» **Your instructions**: Please give the entries again in full and exactly, without any picture.

** Extracted entries follows **

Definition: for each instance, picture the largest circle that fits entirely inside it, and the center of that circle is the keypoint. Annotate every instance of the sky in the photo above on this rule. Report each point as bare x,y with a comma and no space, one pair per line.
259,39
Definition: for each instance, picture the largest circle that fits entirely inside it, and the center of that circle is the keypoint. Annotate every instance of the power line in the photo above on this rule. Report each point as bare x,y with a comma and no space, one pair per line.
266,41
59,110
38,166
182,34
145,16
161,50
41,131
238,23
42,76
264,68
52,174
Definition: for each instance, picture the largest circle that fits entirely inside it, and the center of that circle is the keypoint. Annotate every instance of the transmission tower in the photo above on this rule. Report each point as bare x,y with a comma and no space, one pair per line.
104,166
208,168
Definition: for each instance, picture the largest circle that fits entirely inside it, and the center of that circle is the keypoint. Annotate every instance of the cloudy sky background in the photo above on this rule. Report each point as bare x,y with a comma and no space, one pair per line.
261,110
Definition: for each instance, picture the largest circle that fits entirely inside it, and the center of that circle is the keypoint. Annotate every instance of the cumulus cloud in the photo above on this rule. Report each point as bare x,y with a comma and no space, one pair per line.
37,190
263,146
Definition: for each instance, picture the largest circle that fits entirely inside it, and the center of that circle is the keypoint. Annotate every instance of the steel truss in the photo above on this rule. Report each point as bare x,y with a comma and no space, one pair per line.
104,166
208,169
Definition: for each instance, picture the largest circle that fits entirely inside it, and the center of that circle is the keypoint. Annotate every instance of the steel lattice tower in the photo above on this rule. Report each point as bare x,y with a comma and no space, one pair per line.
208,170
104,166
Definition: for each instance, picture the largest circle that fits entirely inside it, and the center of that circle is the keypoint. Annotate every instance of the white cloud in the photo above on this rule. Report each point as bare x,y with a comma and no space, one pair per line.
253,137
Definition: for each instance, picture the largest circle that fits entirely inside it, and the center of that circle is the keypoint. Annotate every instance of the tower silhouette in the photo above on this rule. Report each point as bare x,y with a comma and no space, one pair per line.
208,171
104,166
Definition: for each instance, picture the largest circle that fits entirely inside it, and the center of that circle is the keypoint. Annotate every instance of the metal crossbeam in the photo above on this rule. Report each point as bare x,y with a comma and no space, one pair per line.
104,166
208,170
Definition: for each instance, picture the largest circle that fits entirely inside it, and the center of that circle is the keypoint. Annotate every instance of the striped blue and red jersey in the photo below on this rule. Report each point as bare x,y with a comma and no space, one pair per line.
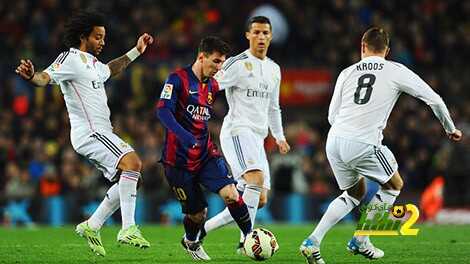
190,101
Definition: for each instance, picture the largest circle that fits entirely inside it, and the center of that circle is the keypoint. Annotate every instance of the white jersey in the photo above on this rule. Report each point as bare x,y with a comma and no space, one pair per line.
252,89
81,78
365,94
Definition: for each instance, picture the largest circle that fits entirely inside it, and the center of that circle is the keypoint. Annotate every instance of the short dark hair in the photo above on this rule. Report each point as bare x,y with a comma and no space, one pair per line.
211,44
376,39
81,24
258,19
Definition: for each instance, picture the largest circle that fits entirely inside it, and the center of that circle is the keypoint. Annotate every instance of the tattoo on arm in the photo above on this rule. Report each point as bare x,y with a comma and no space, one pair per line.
117,65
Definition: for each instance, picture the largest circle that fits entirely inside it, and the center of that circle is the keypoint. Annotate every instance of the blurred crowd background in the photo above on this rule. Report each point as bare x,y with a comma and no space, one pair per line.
42,180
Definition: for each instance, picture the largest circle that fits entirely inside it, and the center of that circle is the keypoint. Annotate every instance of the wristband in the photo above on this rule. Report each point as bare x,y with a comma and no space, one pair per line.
133,54
30,78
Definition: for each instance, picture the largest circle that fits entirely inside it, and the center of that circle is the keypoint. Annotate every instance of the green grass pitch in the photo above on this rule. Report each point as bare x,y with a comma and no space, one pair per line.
434,244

** End of Extracted entries **

» **Solution to this exercise**:
Definition: for each instance, picture the largest circle that fits entirely inside it, and the center of that circle is the keypoint. Annotate every instance of the sky in the photo above on this rule. Report each point as bare x,y with a comma and no space, one pair per line.
259,39
Definition: for each instance, picture the largest circle that fits entirely inside it, and the center of that circle is the keypoint. Annotate every instance of the power line in the photo above on this rule. Report each point as bare x,y with a comma and no space, one pair per line.
266,41
59,110
38,166
182,34
145,16
161,50
41,131
238,23
42,76
264,68
52,174
Definition: for each instance, picture the largest circle that fits entirely inside it, and the center of that circle is the keypoint. Annotate every instance of the transmission tower in the photo above on this rule. Report each point as bare x,y with a comma and no space, one pair per line.
104,166
208,168
Definition: for each instance, picture the largest circle that fits entirely inside it, and the center of that circle is the keypoint. Annotate every instance of the cloudy sky background in the photo above on this rule. Report each point as bare x,y with a comma and no space, one pair per line.
261,110
Definition: for each instance, picture the largest circle that fits entirely inside it, and the center of that circle is the keypoint. Annotate every instance of the cumulus cloud in the photo above on this rule. Report each point as bare x,y with a comma and no space, one pair per line.
37,190
263,146
Definition: for each instance, picture the largest circle that fits entirely inside it, and the center of that circle is the keypoint. Annotate every instance of the steel truss in the photo above on this rule. Report each point as bare x,y with a comma and no space, one pair per line.
104,166
208,169
Definition: for each instance, picture the largest circle that fits entirely inside it, and the center of that circle is the keypoint. Annotate every instance of the steel lattice tower in the photo above on this rule. Report each point as bare x,y with a comma and no space, one pair per line.
208,170
104,166
Definition: for each instance, picture the largest circle that fits entirely inside it, and the center of that circle is the keypoint. Annotate every instance of the white cloud in the photo above on this rule. Report each point as bare x,y with a comma and no space, one pair per line.
253,137
Definition: for each instance, picture the largest circle that fits entirely inside it, and the center of that circle is the keypoint. Annotate every instance of the tower silhouette in the photo above on this rule. Report each point as bare x,y with a comma and no space, one pair per line.
208,171
104,166
Definition: for each instance, picture the largest circle that fits entirely inside it, and the center of that circle is the keypoint. Annotate every instance of the metal crossbeam in the photo above on this rule. Report each point as bare x,y with a comma and no space, one pair per line.
104,166
208,170
Definition: for each instance, picture the largest circle that fits entirely inside it, and the center of that circle is the keypoint. Annotate every instance of the striped blue and red jersey in the photo below on this rule. Report each point as bare x,y with a comma and no space, one pair per line.
190,101
Definition: for each instance, picture the largest circle that fits entirely inside it, and the center of that circle is the keypoint. Annotate every instance of the white jersey in the photo above on this rule. Report each point as bare x,y with a comma and no space, one pair per line.
252,89
81,78
365,94
Definition: for each instance, picture the largest circle that fits entirely inside it, and the center of that circle is the keypoint. Annotate every instance of the short dark hair in the photo above on this rule. Report each point as bare x,y with a comma and no space, one pair per line.
211,44
376,39
81,24
258,19
Definition: for each instance, picture the largest circle that fits entirely inside it, and the center of that circle is the keypoint. Annotate every instance of the tattoo on arm in the photo above on this rule. Report each point as bare x,y with a comma and no space, one pair per line.
117,65
Definition: for each instance, picture the largest circle that fits entirely inside it, and the center of that circle is the keypoint. Annotate every instance of the blurred crowd background in the photo above on this rule. Report each point as bare x,y with a comma and no space, one pair per line.
42,180
Definition: for each instance, picture the largest circle that fits entirely inside it, and the center of that circle is the keypoint. Annotate every instance of the wristband in the photo above on this rule. Report each point as bare x,y with a comma and no space, one pair per line.
133,54
30,78
Definition: for each instance, picture the largest circle that fits entirely inside it, and the center of that circle is the keypoint. Annotate every instance of the green grass pitch in the photo above on this rule. Report each point as bare x,y with a comma and no space, one pair per line.
434,244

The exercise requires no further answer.